--- Start of Text shown ---

In other words, approximately 70% of projects implementing buyback programs failed to generate positive excess returns relative to Bitcoin. Buybacks do not create fundamental value out of thin air; they merely amplify growth that already exists. They cannot compensate for structural weaknesses within a protocol's business model.
Token issuance often outpaces buybacks
One of the primary criticisms concerns the so-called buyback coverage ratio* — the relationship between the volume of token buybacks and the volume of newly unlocked or newly issued tokens.
* Buyback coverage ratio refers to the ratio of the volume of token repurchases to the volume of newly issued or unlocked tokens during the same period.
According to some estimates, Hyperliquid's ratio is approximately 10x, meaning that for every 10 tokens repurchased, roughly 100 newly unlocked tokens enter the market, effectively offsetting much of the intended scarcity effect.
For several projects, including Ethena and Optimism, the issuance-to-buyback ratio exceeds 13x. Critics describe this as a "race to the bottom," arguing that buybacks merely offset a portion of token dilution rather than serving as a genuine long-term price catalyst.
Limited transparency of certain buyback programs
Not all buyback programs are funded through transparent operating revenue.
Some initiatives rely on over-the-counter treasury transactions whose details remain unavailable to the broader community. This lack of transparency undermines confidence and turns highly publicized buyback announcements into little more than marketing tools.
This concern is particularly relevant for smaller projects, where simply announcing a "buyback" often generates considerable attention across social media despite the absence of meaningful economic substance behind the program.
No direct financial benefit for token holders
Even in successful examples such as Hyperliquid, token holders do not receive direct financial distributions.
The value generated by buybacks is treated as a benefit to holders only indirectly, since the purchased tokens remain within the protocol's internal fund rather than being distributed to investors.
This represents a fundamental distinction between cryptocurrency buyback programs and traditional dividend distributions in public equity markets.
Regulatory uncertainty
Buyback programs financed through protocol-generated revenue closely resemble profit distributions from an economic perspective.
As a result, they may attract increased regulatory scrutiny from authorities that view certain digital assets as being economically comparable to securities.

--- End of Text shown ---
--- Start of Records to process ---

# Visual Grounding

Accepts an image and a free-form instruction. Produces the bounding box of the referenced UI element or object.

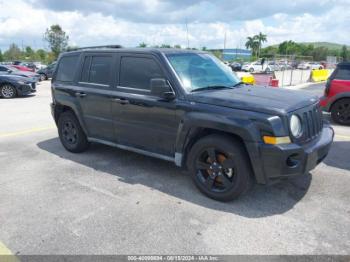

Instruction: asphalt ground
[0,81,350,255]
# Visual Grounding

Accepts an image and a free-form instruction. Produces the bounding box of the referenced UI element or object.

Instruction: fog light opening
[286,154,300,168]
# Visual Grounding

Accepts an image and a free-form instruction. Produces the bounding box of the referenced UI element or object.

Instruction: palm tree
[255,32,267,57]
[245,35,259,56]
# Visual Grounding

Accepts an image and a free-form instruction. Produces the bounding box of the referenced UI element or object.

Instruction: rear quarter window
[56,55,79,82]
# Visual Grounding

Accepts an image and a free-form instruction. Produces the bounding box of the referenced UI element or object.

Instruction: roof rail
[68,45,123,52]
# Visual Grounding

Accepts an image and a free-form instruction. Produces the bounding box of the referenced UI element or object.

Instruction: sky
[0,0,350,50]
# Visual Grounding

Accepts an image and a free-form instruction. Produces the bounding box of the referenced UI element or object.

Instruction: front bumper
[17,82,36,96]
[260,125,334,181]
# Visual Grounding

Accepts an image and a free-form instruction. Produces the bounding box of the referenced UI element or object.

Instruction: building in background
[210,48,252,61]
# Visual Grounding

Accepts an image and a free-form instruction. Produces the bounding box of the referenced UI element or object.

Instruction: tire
[0,84,17,99]
[57,111,89,153]
[331,98,350,125]
[40,74,47,81]
[187,135,253,202]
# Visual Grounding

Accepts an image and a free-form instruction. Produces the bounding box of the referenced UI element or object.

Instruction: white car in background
[298,62,324,70]
[242,61,279,73]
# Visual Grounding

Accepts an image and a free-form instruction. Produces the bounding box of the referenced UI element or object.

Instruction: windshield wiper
[191,85,232,92]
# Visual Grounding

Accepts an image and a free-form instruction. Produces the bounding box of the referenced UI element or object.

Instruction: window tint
[88,56,112,85]
[335,66,350,80]
[56,55,78,82]
[120,57,163,90]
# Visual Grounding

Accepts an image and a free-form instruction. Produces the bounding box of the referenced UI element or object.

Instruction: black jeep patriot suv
[52,46,334,201]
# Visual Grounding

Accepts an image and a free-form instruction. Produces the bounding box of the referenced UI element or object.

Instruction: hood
[0,74,33,82]
[189,85,319,115]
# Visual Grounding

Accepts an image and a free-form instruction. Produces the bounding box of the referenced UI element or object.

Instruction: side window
[334,66,350,80]
[56,55,79,82]
[80,56,91,82]
[120,57,163,90]
[88,56,112,85]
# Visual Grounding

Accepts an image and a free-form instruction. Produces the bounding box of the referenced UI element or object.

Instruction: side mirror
[151,78,175,100]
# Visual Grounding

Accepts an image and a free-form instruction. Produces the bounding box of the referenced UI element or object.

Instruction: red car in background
[11,65,35,72]
[321,62,350,125]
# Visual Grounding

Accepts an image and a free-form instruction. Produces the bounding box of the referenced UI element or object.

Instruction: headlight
[289,115,303,138]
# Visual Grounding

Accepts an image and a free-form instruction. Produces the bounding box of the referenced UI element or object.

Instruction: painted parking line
[0,241,12,254]
[0,125,56,138]
[335,134,350,141]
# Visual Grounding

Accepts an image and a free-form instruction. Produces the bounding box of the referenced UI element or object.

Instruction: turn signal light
[263,136,291,145]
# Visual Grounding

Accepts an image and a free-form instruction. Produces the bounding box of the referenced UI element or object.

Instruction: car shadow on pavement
[38,138,312,218]
[324,141,350,171]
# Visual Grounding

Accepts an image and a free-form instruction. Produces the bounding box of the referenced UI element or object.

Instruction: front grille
[294,104,323,143]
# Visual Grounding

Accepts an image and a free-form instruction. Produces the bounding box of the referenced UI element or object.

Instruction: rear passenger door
[112,54,178,156]
[75,53,115,141]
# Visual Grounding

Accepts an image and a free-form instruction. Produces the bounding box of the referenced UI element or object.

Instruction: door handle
[75,92,86,97]
[113,98,130,105]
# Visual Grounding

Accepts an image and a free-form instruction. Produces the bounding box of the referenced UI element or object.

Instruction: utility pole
[224,31,227,50]
[186,18,190,49]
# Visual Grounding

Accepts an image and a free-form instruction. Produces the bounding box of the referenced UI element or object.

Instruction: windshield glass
[167,53,240,92]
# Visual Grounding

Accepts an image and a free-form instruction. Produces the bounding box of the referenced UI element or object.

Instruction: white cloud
[0,0,350,49]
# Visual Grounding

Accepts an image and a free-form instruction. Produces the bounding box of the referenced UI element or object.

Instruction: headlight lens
[290,115,303,138]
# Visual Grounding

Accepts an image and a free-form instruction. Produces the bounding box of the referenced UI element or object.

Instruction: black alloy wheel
[187,134,253,201]
[57,111,89,153]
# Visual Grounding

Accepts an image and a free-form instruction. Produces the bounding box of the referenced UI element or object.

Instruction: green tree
[245,35,259,56]
[24,46,36,60]
[35,49,47,62]
[340,45,349,61]
[138,42,147,48]
[4,43,22,61]
[255,32,267,57]
[44,25,69,58]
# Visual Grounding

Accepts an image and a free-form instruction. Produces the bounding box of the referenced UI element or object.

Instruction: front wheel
[0,84,17,98]
[187,135,252,201]
[331,98,350,125]
[57,111,89,153]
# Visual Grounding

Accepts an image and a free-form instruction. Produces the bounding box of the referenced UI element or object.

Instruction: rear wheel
[0,84,17,98]
[187,135,252,201]
[58,111,89,153]
[331,98,350,125]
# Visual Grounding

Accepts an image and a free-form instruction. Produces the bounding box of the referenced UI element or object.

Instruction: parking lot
[0,81,350,254]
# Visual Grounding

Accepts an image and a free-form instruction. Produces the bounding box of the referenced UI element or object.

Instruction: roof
[66,46,205,54]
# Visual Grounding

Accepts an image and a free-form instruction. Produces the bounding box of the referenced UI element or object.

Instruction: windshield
[167,53,240,92]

--- End of Records to process ---

Task instructions:
• a. State how many lines in the rows contain the string "white", matching case exactly. Give only the number.
• b. Continue the text on crypto token buyback programs, starting after its last sentence.
The rows are unrelated to the text on token buyback programs.

Solved tasks:
• a. 2

• b.
At present, however, no jurisdiction has established a comprehensive regulatory framework specifically governing token buyback programs.
Comparison with Binance's token burn mechanism
A comparison between token buybacks and Binance's long-established BNB burn mechanism* deserves separate consideration.
* Token burning refers to the permanent removal of tokens from circulation by sending them to an address that no one controls. Once transferred, these tokens become permanently inaccessible. Because the process is recorded on the blockchain, every burn transaction can be independently verified by the public.
Unlike most decentralized finance (DeFi) protocols, Binance does not repurchase BNB on the open market in real time using current trading fee revenue. Instead, it employs a formalized Auto-Burn mechanism.
The mechanism consists of two separate components.
First, a portion of transaction fees* generated on BNB Smart Chain is burned in real time under the BEP-95 protocol. The percentage allocated to burning is determined by network validators.
* Transaction fees are payments made to execute blockchain transactions and smart contracts, comparable to processing fees charged in traditional financial systems.
Second, Binance conducts a large quarterly token burn. The amount destroyed is calculated using a publicly available formula that incorporates the average market price of BNB together with the number of blocks produced by the network during the quarter.
As a result, the burn mechanism does not rely on discretionary management decisions or on Binance's corporate profitability.
For example, in April 2026, Binance completed its 35th quarterly burn, permanently removing approximately 2.14 million BNB worth around $1.32 billion from circulation.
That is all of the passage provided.